[Excerpts of annotation records]

━━━━━━━━━━━━━━━━

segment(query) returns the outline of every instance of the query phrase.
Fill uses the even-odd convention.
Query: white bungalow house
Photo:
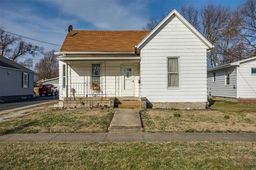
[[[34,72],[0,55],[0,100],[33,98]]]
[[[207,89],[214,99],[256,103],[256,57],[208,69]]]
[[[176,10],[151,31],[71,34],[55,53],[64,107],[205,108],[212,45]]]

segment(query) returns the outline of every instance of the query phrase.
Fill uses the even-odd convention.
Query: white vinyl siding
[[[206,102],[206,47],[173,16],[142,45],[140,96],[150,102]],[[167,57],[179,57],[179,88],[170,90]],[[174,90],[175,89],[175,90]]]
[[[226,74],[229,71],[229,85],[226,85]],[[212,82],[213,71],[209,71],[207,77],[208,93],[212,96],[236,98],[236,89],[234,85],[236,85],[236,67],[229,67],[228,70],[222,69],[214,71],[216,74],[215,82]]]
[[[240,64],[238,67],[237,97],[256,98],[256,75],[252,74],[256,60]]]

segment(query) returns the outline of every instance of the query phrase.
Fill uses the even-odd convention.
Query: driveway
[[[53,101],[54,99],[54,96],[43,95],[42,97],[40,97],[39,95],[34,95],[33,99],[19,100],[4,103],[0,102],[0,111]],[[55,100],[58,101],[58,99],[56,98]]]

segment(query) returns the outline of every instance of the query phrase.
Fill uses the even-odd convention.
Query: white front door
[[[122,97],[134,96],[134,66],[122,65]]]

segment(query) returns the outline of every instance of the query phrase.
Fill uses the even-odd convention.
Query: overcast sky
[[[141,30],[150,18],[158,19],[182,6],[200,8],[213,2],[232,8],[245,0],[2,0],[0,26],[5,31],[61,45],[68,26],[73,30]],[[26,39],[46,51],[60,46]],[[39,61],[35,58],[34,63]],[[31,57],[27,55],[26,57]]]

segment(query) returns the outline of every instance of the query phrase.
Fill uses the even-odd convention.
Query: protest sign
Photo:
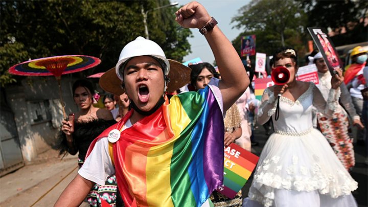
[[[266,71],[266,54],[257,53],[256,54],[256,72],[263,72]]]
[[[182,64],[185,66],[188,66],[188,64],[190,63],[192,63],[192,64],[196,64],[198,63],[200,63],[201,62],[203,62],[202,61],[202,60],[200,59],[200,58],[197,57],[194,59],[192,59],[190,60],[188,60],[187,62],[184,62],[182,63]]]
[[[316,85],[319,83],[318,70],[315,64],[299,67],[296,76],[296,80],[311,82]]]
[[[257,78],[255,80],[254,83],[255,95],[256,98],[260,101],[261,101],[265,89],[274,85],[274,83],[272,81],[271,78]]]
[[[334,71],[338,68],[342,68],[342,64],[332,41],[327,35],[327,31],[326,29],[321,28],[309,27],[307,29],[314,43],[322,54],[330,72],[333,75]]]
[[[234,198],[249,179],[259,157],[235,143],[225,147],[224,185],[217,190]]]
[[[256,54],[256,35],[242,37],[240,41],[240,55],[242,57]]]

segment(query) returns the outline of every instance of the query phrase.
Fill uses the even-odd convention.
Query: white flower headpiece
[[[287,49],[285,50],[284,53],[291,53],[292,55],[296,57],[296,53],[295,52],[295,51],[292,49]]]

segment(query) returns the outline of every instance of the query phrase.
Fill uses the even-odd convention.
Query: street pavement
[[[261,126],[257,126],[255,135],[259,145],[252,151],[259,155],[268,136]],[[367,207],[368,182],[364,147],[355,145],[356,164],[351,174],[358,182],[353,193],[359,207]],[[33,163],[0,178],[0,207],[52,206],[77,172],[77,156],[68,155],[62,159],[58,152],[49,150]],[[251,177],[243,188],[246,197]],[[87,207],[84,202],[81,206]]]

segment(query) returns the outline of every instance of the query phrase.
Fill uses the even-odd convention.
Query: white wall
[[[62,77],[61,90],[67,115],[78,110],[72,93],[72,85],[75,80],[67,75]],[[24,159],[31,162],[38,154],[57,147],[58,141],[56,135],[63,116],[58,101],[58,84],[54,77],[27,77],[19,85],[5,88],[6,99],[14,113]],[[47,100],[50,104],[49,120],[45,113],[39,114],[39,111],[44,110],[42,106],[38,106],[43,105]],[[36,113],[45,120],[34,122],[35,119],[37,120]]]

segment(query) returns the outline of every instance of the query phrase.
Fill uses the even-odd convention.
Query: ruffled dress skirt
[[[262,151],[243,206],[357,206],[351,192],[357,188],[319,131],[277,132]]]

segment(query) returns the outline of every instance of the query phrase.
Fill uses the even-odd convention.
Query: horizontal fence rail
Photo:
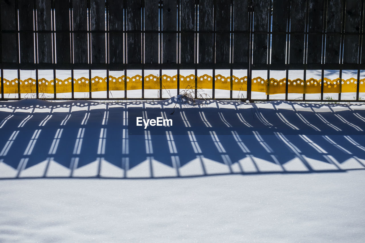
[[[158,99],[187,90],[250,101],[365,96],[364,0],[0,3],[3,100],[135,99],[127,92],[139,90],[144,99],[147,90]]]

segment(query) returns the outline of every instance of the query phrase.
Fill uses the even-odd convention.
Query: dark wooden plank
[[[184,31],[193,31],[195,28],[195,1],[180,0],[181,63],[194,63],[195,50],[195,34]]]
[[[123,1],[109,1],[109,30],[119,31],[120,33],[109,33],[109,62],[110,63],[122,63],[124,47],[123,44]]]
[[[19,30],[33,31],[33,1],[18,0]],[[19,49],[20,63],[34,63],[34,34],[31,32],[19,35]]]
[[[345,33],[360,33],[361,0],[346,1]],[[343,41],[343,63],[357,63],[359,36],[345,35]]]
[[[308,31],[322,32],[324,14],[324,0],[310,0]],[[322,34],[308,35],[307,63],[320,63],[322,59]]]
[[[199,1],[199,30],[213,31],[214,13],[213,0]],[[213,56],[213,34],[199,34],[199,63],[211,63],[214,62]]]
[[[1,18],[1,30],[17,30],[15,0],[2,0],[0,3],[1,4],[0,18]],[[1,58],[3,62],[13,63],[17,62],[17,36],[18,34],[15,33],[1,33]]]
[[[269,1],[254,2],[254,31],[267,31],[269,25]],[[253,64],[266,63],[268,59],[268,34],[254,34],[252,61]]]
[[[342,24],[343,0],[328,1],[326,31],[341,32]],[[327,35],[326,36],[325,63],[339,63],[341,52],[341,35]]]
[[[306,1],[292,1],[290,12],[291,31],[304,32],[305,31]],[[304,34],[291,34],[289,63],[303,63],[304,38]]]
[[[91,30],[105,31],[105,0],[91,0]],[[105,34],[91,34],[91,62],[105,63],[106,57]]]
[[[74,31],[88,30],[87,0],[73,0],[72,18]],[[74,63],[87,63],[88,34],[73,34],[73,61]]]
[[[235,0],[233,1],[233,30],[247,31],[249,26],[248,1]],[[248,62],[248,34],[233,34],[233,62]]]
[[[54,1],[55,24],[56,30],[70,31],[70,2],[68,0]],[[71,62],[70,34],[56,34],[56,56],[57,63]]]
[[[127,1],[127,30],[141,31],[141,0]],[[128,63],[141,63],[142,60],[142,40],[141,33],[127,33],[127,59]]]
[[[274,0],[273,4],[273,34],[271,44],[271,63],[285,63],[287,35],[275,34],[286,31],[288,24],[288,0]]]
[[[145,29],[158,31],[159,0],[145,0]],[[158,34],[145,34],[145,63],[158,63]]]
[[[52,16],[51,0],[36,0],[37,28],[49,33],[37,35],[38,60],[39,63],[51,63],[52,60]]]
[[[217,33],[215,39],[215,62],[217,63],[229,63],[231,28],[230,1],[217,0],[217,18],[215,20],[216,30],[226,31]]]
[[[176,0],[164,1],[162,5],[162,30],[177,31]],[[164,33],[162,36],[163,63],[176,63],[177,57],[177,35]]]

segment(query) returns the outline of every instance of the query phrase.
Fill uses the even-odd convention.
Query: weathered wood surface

━━━━━━━━━━━━━━━━

### Task description
How many lines of the records above contain the string "white"? Reply with the number alone.

### Expected answer
5